Point-per-instance localization data:

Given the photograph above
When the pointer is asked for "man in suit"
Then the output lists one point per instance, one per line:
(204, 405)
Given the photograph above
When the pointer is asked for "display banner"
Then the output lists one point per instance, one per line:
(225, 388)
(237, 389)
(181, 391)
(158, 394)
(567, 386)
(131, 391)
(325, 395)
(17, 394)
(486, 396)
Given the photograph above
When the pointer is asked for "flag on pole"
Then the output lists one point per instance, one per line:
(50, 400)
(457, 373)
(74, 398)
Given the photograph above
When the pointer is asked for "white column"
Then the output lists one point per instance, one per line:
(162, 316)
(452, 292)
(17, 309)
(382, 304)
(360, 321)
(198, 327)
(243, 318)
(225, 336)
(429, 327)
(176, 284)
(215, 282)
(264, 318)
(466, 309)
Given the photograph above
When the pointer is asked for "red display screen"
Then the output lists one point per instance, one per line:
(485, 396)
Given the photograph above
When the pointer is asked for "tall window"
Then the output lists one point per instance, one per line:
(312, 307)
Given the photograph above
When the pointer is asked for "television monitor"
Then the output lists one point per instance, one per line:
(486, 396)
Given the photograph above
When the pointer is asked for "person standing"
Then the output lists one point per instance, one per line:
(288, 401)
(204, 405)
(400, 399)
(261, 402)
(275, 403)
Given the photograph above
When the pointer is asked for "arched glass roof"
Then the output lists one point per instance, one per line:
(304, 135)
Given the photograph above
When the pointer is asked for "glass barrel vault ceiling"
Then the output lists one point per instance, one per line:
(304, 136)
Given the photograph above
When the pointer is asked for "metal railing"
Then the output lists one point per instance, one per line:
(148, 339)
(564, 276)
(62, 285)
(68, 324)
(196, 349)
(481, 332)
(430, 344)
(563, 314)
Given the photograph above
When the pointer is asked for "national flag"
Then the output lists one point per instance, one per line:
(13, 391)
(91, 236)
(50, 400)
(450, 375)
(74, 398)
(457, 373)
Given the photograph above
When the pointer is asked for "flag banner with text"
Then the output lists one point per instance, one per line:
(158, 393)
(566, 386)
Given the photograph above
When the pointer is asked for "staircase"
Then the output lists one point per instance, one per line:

YOUR ASSIGNMENT: Word for word, give back the data shown above.

EXERCISE SOLUTION:
Given the photograph above
When the pointer is asked for "man in suit"
Then the output lists one point per instance, one per line:
(204, 405)
Given the photograph above
When the pointer is asked for "display banner"
Then the output lists one point per instance, one per line:
(225, 388)
(237, 389)
(181, 391)
(158, 394)
(567, 386)
(131, 391)
(325, 395)
(17, 394)
(486, 396)
Given the photograph above
When the pointer is asked for "flag on pole"
Then the output lists one point per instance, one per line:
(50, 400)
(457, 373)
(74, 398)
Given the photograph above
When the pointer is asked for "white column"
Then the output lists one point per instance, one per line:
(162, 316)
(452, 292)
(17, 309)
(382, 304)
(360, 321)
(198, 327)
(243, 318)
(225, 336)
(429, 327)
(176, 284)
(215, 282)
(264, 318)
(466, 309)
Given the photograph above
When the pointer is asked for "red display screen"
Then the output lists one point per instance, one per line:
(485, 396)
Given the photograph above
When the pointer is asked for "tall window"
Then the output lists one point per instance, one per line:
(312, 307)
Given the photograph above
When the pointer is asked for "television monitor"
Then the output lists one point per instance, one per line:
(486, 396)
Given the photograph above
When the pointer is asked for "person standing"
Then the output lists one point per instance, one per line:
(288, 401)
(204, 405)
(400, 399)
(261, 402)
(275, 403)
Given the photograph above
When the pointer is asked for "arched glass roof"
Then the output lists one point per instance, one per line:
(304, 135)
Given the photograph above
When the pointer is asked for "glass barrel vault ceiling"
Then the output lists one point per instance, one per line:
(304, 136)
Given the photograph above
When the pointer is asked for "metal railing"
Then the output lists one point per instance, one per line:
(148, 339)
(564, 276)
(62, 285)
(68, 324)
(196, 349)
(481, 332)
(430, 344)
(563, 314)
Given the photograph above
When the pointer is asked for "national flag"
Then the output lists one point per instance, one per line:
(13, 391)
(91, 236)
(50, 400)
(450, 375)
(74, 398)
(457, 373)
Given the photograph above
When the pointer is asked for "flag banner with text"
Then the output lists one point per instance, one per line:
(158, 393)
(566, 386)
Given the photograph above
When the pointer is asked for "staircase"
Then the output lists one point per instance, one per line:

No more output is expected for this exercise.